■ Exercise text:
Here are corrections and explanations for last week’s entries.
“Bloc” is a noun referring to groups of people or nations such as a bloc of voters.
“Block” is a noun referring to a solid piece of something, a rectangular area or the inability to remember something as in a writer’s block or stoppage.
“Block” is also a verb meaning to obstruct or stop something.
“Beside” is a preposition meaning next to or adjacent to, over and above or apart from.
“She was beside herself with grief at the loss of her puppy.”
“Besides” is an adverb meaning moreover, in addition or otherwise.
“I like that car because it is beautiful; besides, it is cheap enough for me to be able to buy it.”
Identify and correct the errors in the following examples.
“Host of challenges face new BP head.”
“Host” is the subject and it is singular and demands a singular verb.
“Host of challenges faces new BP head.”
“Further down the page is a pathological diagnosis of fibroadenoma – a benign growth in the breast.”
“Further” means in addition to. “Farther” refers to distance. They are not interchangeable.
“Farther down the page is a pathological diagnosis of fibroadenoma – a benign growth in the breast.”
“None of the allegations in Johnston’s lawsuit have been proven in court.”
“None” is singular and demands a singular verb.
“None of the allegations in Johnston’s lawsuit has been proven in court.”
A THOUGHT TOO OFTEN NEGLECTED
An honest man can feel no pleasure in the exercise of power over his fellow citizens.”
Thomas Jefferson, the third president of the United States, wrote this.
DOES ANYBODY KNOW ANY GRAMMAR?
I am merely a recorder. I copy what has been written in newspapers and ask you to correct the mistakes. My reaction is twofold and very simple: either the writers were never taught proper grammar and sentence structure, so are incapable of being correct; or they are too lazy to care about being correct. I try very hard not to be cynical and abusive when I see these errors on a daily basis and I am saddened that there is so little professional pride demanding correctness in one’s writing. Just look at the collection of incorrect sentences that I presented this week; many have incorrect subject-verb agreement and that should never happen if the professional writer is being professional.
With that philosophy in mind, identify and correct the errors in the following pieces.

■ Raw data:
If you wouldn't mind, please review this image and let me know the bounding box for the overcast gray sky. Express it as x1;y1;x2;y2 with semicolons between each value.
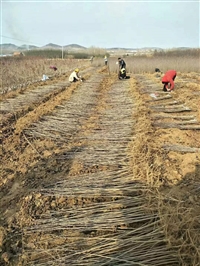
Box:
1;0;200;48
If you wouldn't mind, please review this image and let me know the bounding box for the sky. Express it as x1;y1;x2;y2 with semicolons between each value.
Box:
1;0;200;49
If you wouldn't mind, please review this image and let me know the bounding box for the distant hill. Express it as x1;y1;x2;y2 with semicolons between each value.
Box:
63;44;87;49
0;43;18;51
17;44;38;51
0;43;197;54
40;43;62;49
--
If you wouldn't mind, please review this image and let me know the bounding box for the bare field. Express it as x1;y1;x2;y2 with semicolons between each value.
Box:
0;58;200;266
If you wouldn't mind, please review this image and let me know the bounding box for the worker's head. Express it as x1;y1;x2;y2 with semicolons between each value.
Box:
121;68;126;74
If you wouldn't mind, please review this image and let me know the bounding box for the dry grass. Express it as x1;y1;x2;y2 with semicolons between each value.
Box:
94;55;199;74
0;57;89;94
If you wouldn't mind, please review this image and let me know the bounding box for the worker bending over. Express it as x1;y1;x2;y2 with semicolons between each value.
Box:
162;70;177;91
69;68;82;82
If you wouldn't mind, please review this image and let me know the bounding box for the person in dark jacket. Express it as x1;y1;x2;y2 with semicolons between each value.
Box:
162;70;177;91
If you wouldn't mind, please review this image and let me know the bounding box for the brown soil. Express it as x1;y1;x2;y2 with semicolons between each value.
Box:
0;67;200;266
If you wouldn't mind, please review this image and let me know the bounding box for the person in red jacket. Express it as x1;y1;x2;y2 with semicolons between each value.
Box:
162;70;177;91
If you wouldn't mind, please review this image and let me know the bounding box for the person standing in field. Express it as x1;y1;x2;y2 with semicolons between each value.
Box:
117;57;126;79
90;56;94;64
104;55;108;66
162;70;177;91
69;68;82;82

■ Task statement: Continue the grammar column on word usage and newspaper errors, starting right after its last sentence.

■ Exercise output:
“The cities represent the core markets where the crop of newcomers hope to win share against Rogers as well as Bell Canada and Telus Corp., the country’s other main carriers.”
“Crop” is singular and the subject of the verb “hopes” which is plural; the verb must be changed.
“The cities represent the core markets where the crop of newcomers hopes to win share against Rogers as well as Bell Canada and Telus Corp., the country’s other main carriers.”
” ‘I got to believe any decisions I made as a councillor are protected by legal policy, but I don’t know yet how it works.’ ”
What kind of English is “I got to believe”? It is street jargon and needs to be upgraded, especially when being used by a seasoned retired newscaster and current city councilman.
The comma in the sentence, which is the reporter’s contributed error, is not necessary because the subject of each clause is the same.
” ‘I have to believe any decisions I made as a councillor are protected by legal policy but I don’t know yet how it works.’ ”
A NEW ONE: REALLY A PET PEEVE
What is wrong with the following sentence? Correct the problem.
“That’s a whole nuther issue.”
This was spoken by a nationally syndicated newscaster so deserves attention. I am sorry but I did not know how to spell “nuther”. Should it have been “nother”?
“That’s a whole other issue.”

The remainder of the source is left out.